Given problem —
Return each line of the data below that contains the string "finger".

Labeled-object pointing entries:
■ ■ ■ ■
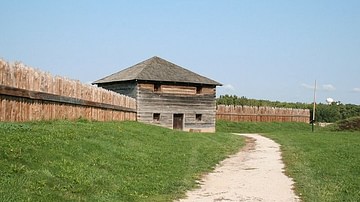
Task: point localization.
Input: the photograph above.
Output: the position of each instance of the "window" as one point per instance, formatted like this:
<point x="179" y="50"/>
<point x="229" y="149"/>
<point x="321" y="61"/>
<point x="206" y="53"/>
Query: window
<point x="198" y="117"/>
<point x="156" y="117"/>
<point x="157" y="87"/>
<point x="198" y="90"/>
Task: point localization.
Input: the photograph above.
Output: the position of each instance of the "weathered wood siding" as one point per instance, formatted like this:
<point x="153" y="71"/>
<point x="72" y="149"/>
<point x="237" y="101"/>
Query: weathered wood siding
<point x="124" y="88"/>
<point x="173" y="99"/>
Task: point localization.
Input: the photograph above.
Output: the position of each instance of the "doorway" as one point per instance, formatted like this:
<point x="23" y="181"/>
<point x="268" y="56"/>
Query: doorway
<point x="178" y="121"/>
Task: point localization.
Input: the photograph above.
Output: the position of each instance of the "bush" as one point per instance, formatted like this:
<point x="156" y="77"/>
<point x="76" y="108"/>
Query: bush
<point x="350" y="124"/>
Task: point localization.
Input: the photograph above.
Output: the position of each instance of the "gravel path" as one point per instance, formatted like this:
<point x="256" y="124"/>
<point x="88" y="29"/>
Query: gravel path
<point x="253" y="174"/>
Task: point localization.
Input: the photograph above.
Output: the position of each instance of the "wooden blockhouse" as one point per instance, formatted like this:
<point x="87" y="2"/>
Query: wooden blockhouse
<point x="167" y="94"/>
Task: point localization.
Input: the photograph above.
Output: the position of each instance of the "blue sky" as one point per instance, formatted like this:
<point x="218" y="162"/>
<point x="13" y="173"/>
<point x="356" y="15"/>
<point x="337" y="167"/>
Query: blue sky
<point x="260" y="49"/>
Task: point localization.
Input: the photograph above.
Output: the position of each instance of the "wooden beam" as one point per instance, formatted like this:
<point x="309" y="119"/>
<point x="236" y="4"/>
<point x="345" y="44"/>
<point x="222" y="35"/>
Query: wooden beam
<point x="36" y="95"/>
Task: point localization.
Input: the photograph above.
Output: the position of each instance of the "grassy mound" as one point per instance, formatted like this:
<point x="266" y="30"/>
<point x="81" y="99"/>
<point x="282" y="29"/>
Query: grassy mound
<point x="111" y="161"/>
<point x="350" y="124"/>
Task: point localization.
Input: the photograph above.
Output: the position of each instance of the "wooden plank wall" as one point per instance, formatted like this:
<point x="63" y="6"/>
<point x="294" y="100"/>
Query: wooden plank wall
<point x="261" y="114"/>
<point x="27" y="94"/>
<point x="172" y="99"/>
■ ■ ■ ■
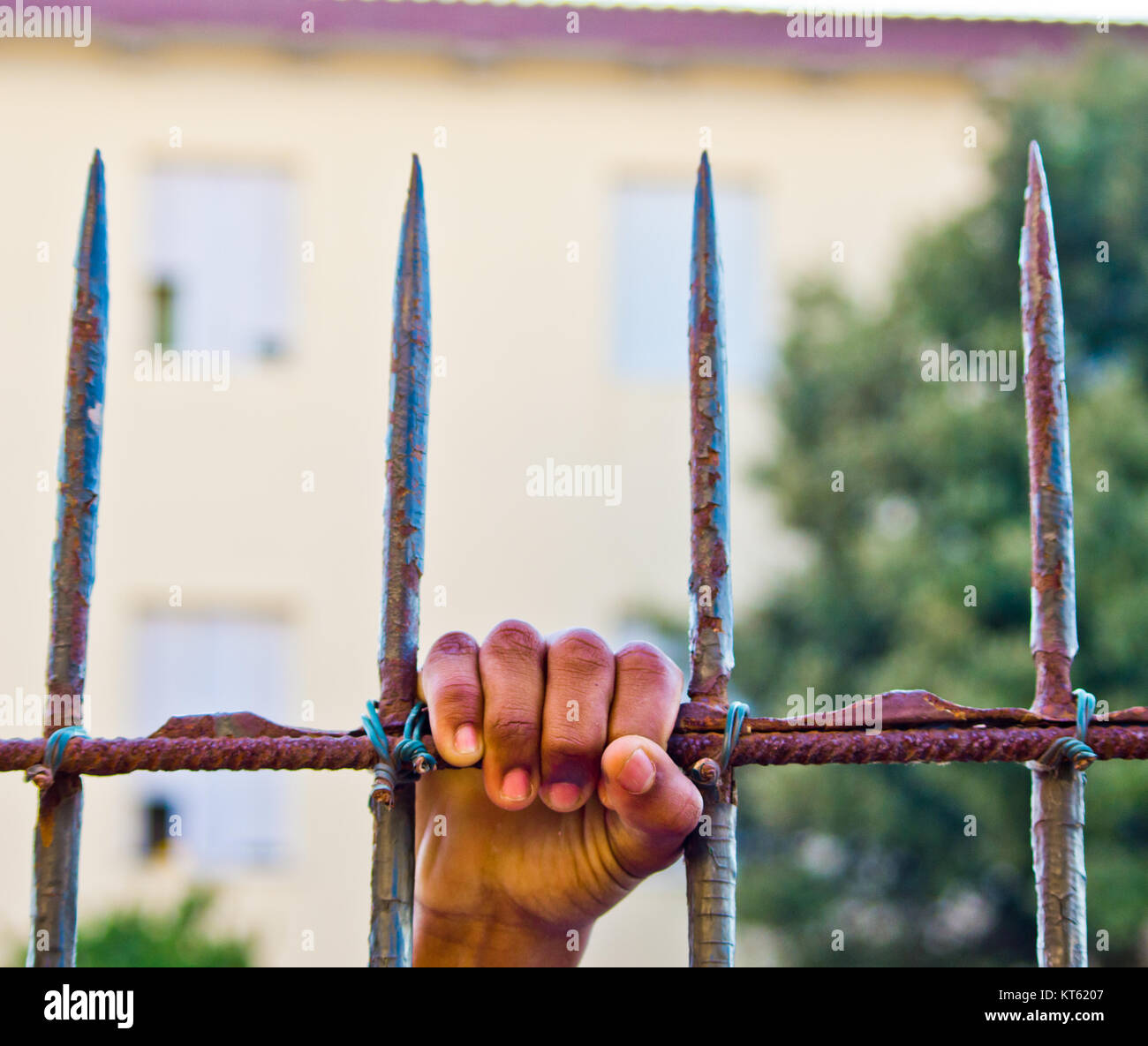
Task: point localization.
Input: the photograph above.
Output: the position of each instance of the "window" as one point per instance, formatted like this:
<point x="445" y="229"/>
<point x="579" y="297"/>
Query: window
■ ■ ■ ■
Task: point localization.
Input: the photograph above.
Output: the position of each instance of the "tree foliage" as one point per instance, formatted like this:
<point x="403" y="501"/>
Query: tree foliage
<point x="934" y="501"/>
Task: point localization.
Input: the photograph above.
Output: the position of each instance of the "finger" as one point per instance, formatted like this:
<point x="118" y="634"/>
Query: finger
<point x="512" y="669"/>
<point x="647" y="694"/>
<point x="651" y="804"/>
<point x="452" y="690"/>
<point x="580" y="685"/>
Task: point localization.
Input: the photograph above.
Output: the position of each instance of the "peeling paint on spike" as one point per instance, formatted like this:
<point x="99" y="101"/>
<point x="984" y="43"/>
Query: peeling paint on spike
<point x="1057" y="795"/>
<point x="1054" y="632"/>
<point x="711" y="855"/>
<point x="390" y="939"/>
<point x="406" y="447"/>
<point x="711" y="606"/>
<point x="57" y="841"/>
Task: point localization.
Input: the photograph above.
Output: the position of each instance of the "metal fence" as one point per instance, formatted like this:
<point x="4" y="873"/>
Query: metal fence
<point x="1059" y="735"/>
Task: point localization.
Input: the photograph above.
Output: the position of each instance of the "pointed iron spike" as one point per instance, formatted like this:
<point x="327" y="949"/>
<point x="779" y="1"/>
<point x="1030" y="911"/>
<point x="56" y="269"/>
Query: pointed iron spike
■ ■ ■ ■
Task response —
Output: the position of each instance of the "finger" as one point per instance, formatted like this:
Query: finger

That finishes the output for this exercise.